__The problem__
Tell how many lines of the entries below include the string "tree". Respond with the number alone.

__Data for review__

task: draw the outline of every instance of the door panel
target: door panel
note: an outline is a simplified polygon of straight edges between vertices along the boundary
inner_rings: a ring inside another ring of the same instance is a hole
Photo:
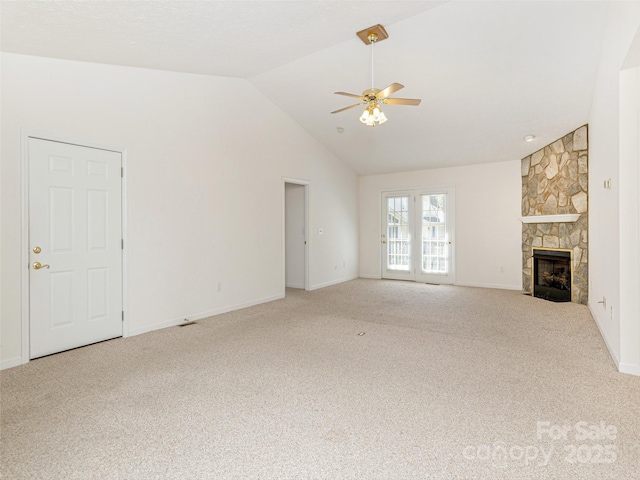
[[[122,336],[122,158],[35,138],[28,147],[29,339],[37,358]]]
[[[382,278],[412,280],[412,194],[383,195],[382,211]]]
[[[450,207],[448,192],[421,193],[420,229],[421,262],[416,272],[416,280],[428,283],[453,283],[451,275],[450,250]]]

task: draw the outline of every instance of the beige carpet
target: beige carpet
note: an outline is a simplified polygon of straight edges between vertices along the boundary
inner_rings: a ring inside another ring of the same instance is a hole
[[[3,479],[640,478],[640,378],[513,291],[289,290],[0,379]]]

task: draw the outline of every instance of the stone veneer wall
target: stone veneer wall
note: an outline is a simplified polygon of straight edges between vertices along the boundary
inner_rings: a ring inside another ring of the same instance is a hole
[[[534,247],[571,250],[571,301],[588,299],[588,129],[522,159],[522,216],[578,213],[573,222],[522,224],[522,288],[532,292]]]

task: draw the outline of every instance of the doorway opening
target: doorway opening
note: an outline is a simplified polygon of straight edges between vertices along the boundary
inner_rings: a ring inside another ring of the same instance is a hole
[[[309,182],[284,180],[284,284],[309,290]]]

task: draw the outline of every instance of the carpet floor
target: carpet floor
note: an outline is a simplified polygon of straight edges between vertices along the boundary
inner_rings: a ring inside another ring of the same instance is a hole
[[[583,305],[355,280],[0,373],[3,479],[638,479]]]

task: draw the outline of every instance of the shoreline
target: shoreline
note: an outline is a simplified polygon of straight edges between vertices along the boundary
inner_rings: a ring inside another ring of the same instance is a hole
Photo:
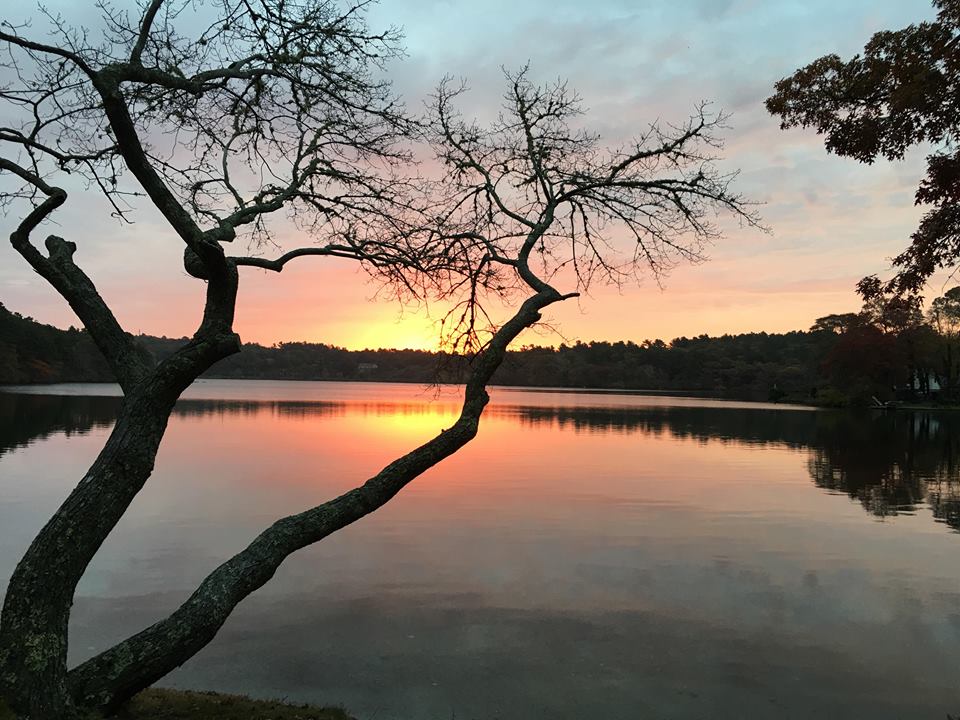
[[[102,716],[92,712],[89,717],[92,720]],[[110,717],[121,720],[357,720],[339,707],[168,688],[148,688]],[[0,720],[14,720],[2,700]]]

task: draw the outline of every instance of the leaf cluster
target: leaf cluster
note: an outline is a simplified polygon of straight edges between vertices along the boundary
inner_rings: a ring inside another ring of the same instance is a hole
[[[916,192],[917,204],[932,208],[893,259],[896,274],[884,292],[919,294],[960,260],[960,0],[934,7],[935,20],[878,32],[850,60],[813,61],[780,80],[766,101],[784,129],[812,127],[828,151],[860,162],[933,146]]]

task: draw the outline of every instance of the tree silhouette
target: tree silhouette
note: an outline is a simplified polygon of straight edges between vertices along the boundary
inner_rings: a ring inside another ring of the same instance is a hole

__Response area__
2